━━━ Records provided ━━━
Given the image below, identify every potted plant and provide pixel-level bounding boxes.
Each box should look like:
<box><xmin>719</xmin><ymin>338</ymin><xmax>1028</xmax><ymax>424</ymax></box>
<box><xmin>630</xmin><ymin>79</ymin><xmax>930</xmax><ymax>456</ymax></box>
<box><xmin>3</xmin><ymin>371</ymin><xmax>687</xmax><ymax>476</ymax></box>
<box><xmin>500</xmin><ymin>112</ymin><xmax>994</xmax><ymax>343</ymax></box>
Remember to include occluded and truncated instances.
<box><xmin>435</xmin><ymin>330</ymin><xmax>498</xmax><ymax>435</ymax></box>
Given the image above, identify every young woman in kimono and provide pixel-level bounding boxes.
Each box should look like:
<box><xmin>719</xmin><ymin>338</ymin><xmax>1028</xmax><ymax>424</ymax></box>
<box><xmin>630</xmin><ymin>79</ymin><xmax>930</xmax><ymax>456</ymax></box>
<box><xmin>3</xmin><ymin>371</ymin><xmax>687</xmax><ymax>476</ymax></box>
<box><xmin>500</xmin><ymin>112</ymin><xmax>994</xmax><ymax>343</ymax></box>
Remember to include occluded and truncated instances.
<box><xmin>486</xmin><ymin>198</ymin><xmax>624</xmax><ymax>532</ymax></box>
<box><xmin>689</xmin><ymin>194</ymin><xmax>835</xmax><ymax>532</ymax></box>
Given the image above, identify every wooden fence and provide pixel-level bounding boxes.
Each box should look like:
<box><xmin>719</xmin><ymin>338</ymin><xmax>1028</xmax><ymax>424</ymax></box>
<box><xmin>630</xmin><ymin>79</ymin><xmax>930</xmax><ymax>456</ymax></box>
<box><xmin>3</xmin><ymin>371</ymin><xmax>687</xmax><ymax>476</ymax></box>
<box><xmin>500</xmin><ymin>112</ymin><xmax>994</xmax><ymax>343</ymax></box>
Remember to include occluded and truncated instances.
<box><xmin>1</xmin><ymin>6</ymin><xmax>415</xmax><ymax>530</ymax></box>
━━━
### Required action:
Print, exactly as given, the lines from the one with "Given the image above, identify every young" through the last line of the material above, and no others.

### Task response:
Given the image above, identify every young woman in kimono and provide pixel-level bounding boxes.
Each box should look like:
<box><xmin>719</xmin><ymin>338</ymin><xmax>1028</xmax><ymax>424</ymax></box>
<box><xmin>630</xmin><ymin>79</ymin><xmax>930</xmax><ymax>456</ymax></box>
<box><xmin>3</xmin><ymin>371</ymin><xmax>687</xmax><ymax>476</ymax></box>
<box><xmin>500</xmin><ymin>112</ymin><xmax>994</xmax><ymax>343</ymax></box>
Remember to include occluded and truncated instances.
<box><xmin>486</xmin><ymin>198</ymin><xmax>624</xmax><ymax>532</ymax></box>
<box><xmin>689</xmin><ymin>194</ymin><xmax>835</xmax><ymax>532</ymax></box>
Given the image above, identify every wooden fence and provide pixel-level bounding boxes.
Each box should look like:
<box><xmin>719</xmin><ymin>338</ymin><xmax>1028</xmax><ymax>424</ymax></box>
<box><xmin>630</xmin><ymin>79</ymin><xmax>930</xmax><ymax>456</ymax></box>
<box><xmin>3</xmin><ymin>371</ymin><xmax>687</xmax><ymax>476</ymax></box>
<box><xmin>500</xmin><ymin>112</ymin><xmax>994</xmax><ymax>343</ymax></box>
Remember to include occluded and truncated instances.
<box><xmin>1</xmin><ymin>6</ymin><xmax>415</xmax><ymax>530</ymax></box>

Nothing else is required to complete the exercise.